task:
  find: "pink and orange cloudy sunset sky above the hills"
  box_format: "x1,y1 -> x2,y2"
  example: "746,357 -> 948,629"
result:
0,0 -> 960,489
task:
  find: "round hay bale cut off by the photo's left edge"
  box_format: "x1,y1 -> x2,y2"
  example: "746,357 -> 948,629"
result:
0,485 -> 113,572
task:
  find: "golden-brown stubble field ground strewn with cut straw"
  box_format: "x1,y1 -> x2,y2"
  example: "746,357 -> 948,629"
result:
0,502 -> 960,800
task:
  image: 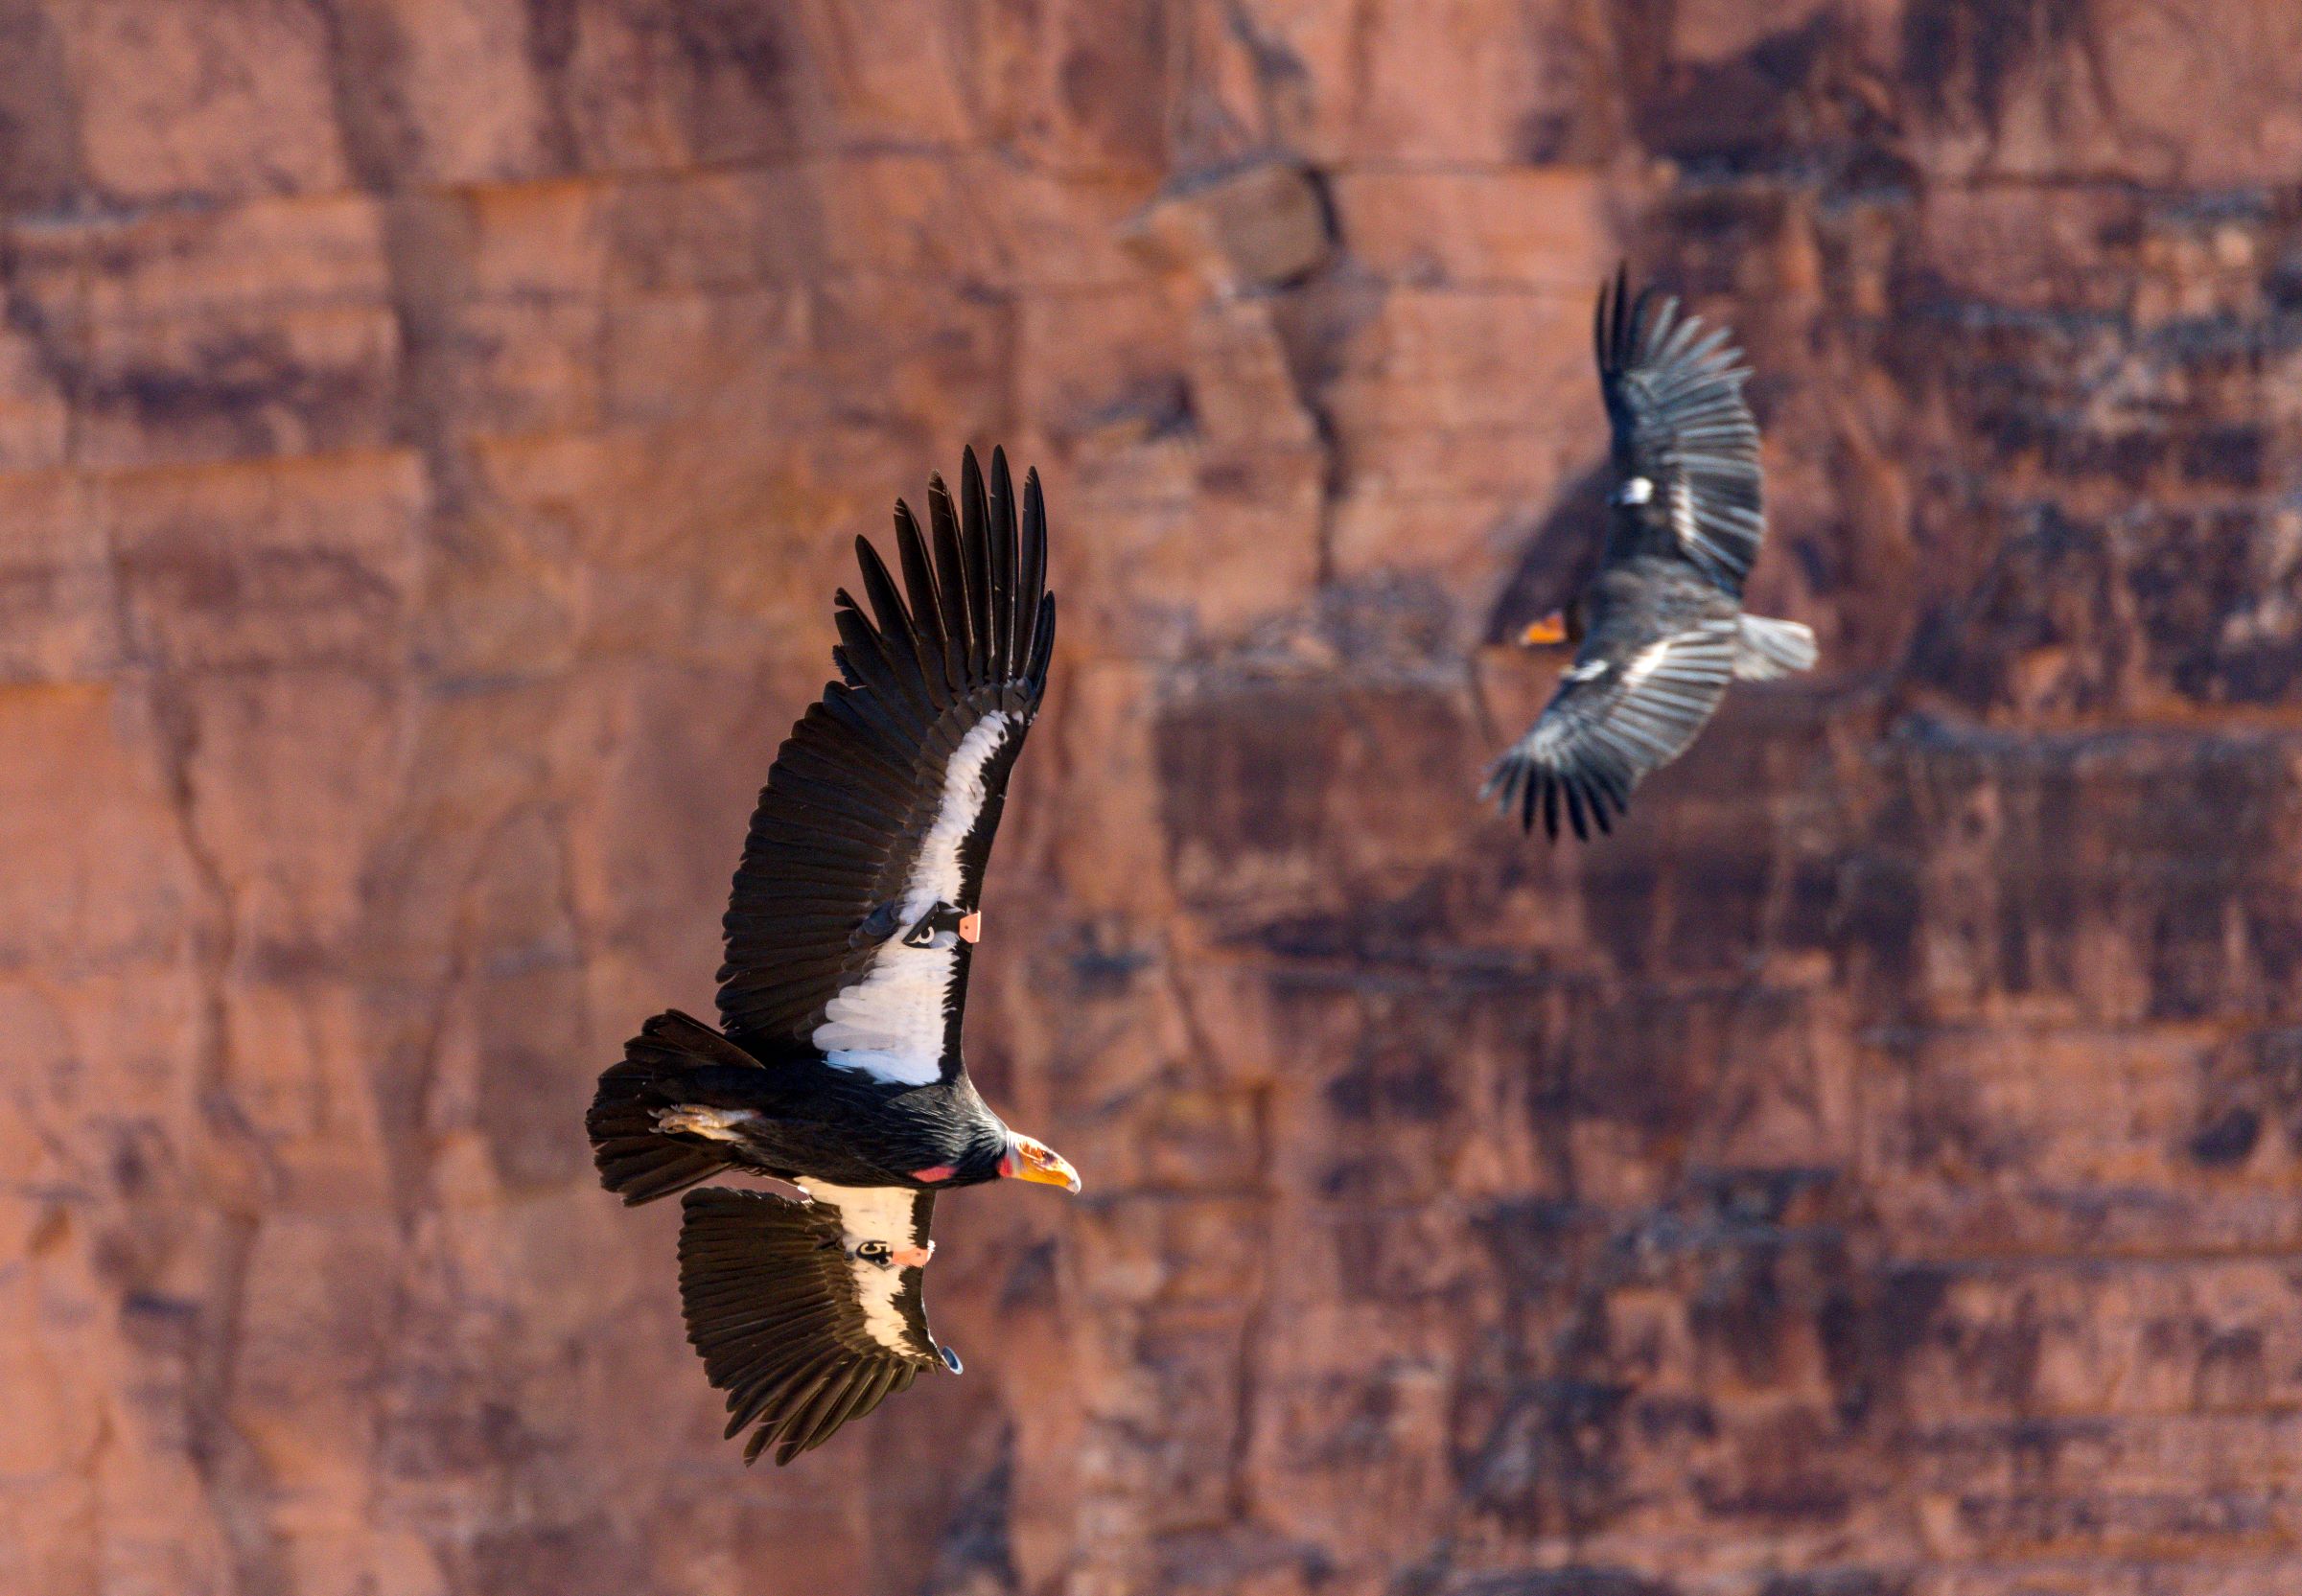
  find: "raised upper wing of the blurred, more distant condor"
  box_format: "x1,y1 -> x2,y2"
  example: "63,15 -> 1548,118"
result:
1595,272 -> 1766,594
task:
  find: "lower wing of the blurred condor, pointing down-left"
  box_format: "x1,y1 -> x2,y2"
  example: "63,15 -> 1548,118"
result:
1487,619 -> 1735,839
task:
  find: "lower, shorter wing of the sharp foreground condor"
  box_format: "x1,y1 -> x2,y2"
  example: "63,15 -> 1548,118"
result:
679,1182 -> 960,1465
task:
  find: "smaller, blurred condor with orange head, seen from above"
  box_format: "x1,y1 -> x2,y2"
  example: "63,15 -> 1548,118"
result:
1485,272 -> 1814,839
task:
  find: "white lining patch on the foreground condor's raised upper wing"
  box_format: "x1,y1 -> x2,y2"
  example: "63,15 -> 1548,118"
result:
810,709 -> 1015,1087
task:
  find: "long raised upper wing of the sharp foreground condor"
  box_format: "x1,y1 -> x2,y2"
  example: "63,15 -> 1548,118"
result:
718,450 -> 1055,1085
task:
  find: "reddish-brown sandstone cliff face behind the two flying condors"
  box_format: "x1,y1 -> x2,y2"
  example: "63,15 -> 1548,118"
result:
0,0 -> 2302,1596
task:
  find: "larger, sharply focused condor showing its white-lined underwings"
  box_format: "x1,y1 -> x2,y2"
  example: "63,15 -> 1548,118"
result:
587,451 -> 1080,1465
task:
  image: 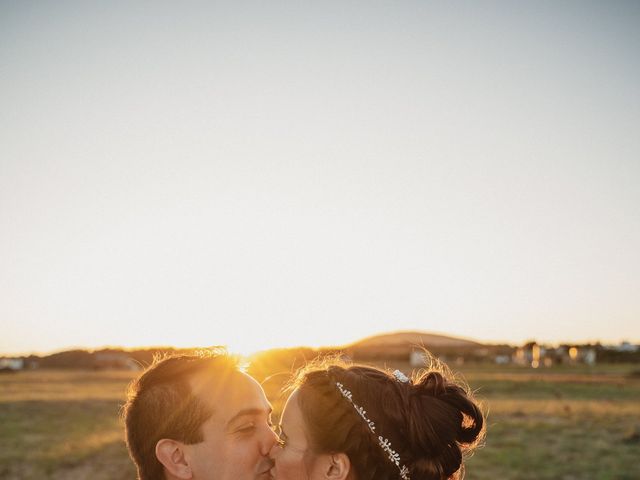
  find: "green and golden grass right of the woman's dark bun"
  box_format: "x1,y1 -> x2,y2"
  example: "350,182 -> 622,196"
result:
452,368 -> 640,480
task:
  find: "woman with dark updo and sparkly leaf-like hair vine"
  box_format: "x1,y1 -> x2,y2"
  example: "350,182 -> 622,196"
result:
271,361 -> 484,480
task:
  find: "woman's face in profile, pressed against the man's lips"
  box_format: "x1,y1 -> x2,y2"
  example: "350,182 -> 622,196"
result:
271,389 -> 323,480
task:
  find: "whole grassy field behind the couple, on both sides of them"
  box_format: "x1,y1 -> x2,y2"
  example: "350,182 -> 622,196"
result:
0,364 -> 640,480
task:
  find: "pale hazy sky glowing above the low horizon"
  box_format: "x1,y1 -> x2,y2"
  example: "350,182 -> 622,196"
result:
0,1 -> 640,354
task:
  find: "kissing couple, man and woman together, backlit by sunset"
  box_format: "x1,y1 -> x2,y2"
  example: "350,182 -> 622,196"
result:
123,352 -> 485,480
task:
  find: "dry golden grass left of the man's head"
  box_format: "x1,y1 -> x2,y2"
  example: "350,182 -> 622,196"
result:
0,371 -> 135,480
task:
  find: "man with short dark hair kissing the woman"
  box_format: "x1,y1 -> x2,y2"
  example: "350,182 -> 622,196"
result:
123,352 -> 276,480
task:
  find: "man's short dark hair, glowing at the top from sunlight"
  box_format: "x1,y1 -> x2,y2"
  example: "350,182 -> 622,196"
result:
122,350 -> 239,480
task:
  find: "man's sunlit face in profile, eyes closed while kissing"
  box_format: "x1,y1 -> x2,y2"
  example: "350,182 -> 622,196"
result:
185,372 -> 276,480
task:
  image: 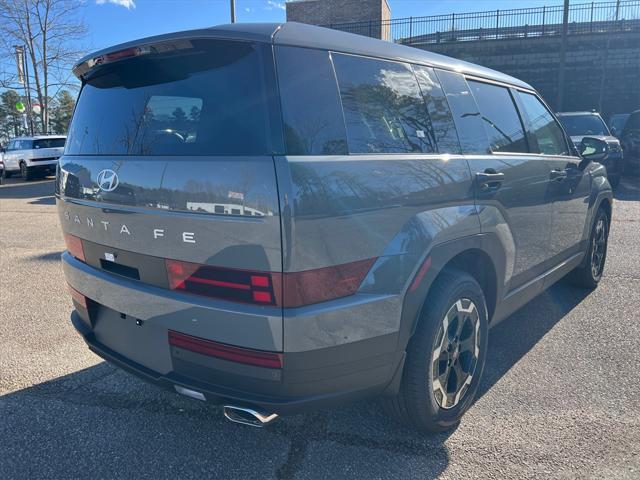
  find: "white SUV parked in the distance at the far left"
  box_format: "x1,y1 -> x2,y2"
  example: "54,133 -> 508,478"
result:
2,135 -> 65,180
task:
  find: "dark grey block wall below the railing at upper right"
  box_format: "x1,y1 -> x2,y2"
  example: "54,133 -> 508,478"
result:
421,31 -> 640,117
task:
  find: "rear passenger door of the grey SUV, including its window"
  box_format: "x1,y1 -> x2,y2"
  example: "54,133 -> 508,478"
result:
438,71 -> 551,288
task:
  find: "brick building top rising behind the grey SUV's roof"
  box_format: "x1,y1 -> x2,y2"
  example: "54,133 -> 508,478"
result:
286,0 -> 391,40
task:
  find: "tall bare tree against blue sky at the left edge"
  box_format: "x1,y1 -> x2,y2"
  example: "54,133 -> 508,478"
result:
0,0 -> 86,132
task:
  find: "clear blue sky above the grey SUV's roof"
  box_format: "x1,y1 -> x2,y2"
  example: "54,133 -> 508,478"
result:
82,0 -> 564,50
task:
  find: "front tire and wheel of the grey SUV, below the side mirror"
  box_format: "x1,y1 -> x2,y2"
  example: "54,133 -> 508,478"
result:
567,207 -> 609,290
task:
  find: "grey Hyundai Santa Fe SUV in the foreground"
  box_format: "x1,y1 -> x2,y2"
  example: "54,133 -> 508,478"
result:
56,23 -> 612,431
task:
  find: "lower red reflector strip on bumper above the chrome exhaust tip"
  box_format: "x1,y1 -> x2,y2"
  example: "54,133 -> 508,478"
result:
169,330 -> 282,368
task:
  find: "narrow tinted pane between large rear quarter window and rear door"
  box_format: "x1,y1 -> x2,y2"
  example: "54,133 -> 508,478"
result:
413,65 -> 460,153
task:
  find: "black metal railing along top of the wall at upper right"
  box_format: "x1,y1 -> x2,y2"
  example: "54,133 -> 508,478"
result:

-------------------------

Copy out the lines above unchanged. Skip the images.

task:
  find: "pink and orange cloudy sunset sky above the hills"
  box_format: "x1,y1 -> x2,y2"
  example: "746,357 -> 948,629"
result:
0,0 -> 960,489
task:
  find: "round hay bale cut off by the photo's left edge"
  box_format: "x1,y1 -> x2,y2"
  example: "746,357 -> 948,629"
result:
0,485 -> 113,572
task:
  find: "golden-brown stubble field ground strewn with cut straw"
  box_format: "x1,y1 -> x2,y2"
  example: "746,357 -> 948,629"
result:
0,502 -> 960,800
task:
  image: 
  find: "raised upper wing of the blurred, more distant condor"
  box_format: "x1,y1 -> x2,y2"
  example: "63,15 -> 1548,118"
result:
1595,272 -> 1766,594
task:
  find: "lower wing of the blurred condor, pointing down-left"
  box_format: "x1,y1 -> x2,y2"
  example: "63,15 -> 1548,118"
result:
1487,619 -> 1735,839
task:
  find: "lower, shorter wing of the sharp foreground condor"
  box_format: "x1,y1 -> x2,y2"
  example: "63,15 -> 1548,118"
result:
679,1182 -> 960,1465
task:
  find: "smaller, blurred condor with orange head, seen from above"
  box_format: "x1,y1 -> x2,y2"
  example: "63,15 -> 1548,118"
result:
1485,272 -> 1814,839
task:
  find: "white lining patch on the foreground condor's raised upper wing"
  box_format: "x1,y1 -> x2,y2"
  example: "63,15 -> 1548,118"
result:
810,709 -> 1015,1087
task:
  find: "long raised upper wing of the sharp foreground condor"
  box_format: "x1,y1 -> x2,y2"
  example: "63,15 -> 1548,118"
result:
718,450 -> 1055,1085
task:
  find: "reddish-brown sandstone cliff face behind the two flying condors"
  box_format: "x1,y1 -> x2,y2"
  example: "63,15 -> 1548,118"
result:
0,0 -> 2302,1596
task:
  find: "larger, sharply focused condor showing its white-lined underwings"
  box_format: "x1,y1 -> x2,y2"
  example: "63,15 -> 1548,118"
result:
587,451 -> 1080,1465
task:
  image: 
  find: "green and golden grass right of the woman's dark bun"
  box_format: "x1,y1 -> x2,y2"
  example: "350,182 -> 622,196"
result:
452,368 -> 640,480
task:
  find: "woman with dark updo and sparkly leaf-like hair vine"
  box_format: "x1,y1 -> x2,y2"
  example: "350,182 -> 622,196"
result:
271,361 -> 484,480
task:
  find: "woman's face in profile, pressed against the man's lips"
  box_format: "x1,y1 -> x2,y2"
  example: "350,182 -> 622,196"
result:
271,389 -> 323,480
task:
  find: "whole grassy field behind the couple, on both sides of them"
  box_format: "x1,y1 -> x2,y2"
  example: "350,182 -> 622,196"
result:
0,364 -> 640,480
task:
  find: "pale hazy sky glowing above the low horizon"
  box_format: "x1,y1 -> x2,y2"
  example: "350,182 -> 622,196"
result:
0,1 -> 640,354
task:
  find: "kissing couple, man and woman together, backlit by sunset"
  box_format: "x1,y1 -> x2,y2"
  example: "350,182 -> 622,196"
result:
123,352 -> 485,480
task:
  find: "dry golden grass left of the man's head"
  box_format: "x1,y1 -> x2,y2"
  example: "350,182 -> 622,196"
result:
0,371 -> 135,480
task:
  find: "man with short dark hair kissing the woman"
  box_format: "x1,y1 -> x2,y2"
  example: "350,182 -> 622,196"
result:
123,352 -> 276,480
task:
  find: "man's short dark hair, glowing at the top from sunlight"
  box_format: "x1,y1 -> x2,y2"
  example: "350,182 -> 622,196"
result:
122,350 -> 239,480
task:
  find: "man's sunlit face in profile, eyes closed while kissing"
  box_format: "x1,y1 -> x2,y2"
  example: "350,182 -> 622,196"
result:
185,372 -> 276,480
task:
  image: 
  find: "white SUV parked in the distance at the far left"
  box_format: "x1,y1 -> x2,y2"
  example: "54,133 -> 508,478"
result:
2,135 -> 65,180
task:
  find: "dark grey block wall below the railing at upper right"
  box_format: "x1,y1 -> x2,y2"
  example: "54,133 -> 508,478"
result:
421,31 -> 640,117
task:
  find: "rear passenger door of the grey SUV, including its window"
  box_format: "x1,y1 -> x2,y2"
  example: "54,133 -> 508,478"
result:
438,71 -> 551,288
task:
  find: "brick building top rising behind the grey SUV's roof"
  box_format: "x1,y1 -> x2,y2"
  example: "54,133 -> 508,478"
result:
286,0 -> 391,40
task:
  find: "tall bare tree against blue sky at the left edge"
  box_format: "x1,y1 -> x2,y2"
  example: "54,133 -> 508,478"
result:
0,0 -> 86,132
task:
  find: "clear blue sky above the grey SUV's roof"
  box_format: "x1,y1 -> x2,y2"
  example: "54,133 -> 508,478"
result:
82,0 -> 564,50
task:
  find: "front tire and wheel of the grey SUV, below the side mirror"
  box_format: "x1,y1 -> x2,y2"
  example: "54,133 -> 508,478"
result:
567,207 -> 609,290
task:
  find: "grey Hyundai Santa Fe SUV in the foreground"
  box_format: "x1,y1 -> x2,y2"
  example: "54,133 -> 508,478"
result:
56,23 -> 612,431
task:
  find: "lower red reflector strip on bumper above the chrome exhaust tip"
  box_format: "x1,y1 -> x2,y2"
  example: "54,133 -> 508,478"
result:
169,330 -> 282,368
task:
  find: "narrow tinted pane between large rear quarter window and rear door"
  box_format: "x1,y1 -> x2,y2"
  example: "54,133 -> 508,478"
result:
413,65 -> 460,153
task:
  find: "black metal railing along top of the wall at upper right"
  box_format: "x1,y1 -> x2,y2"
  example: "54,133 -> 508,478"
result:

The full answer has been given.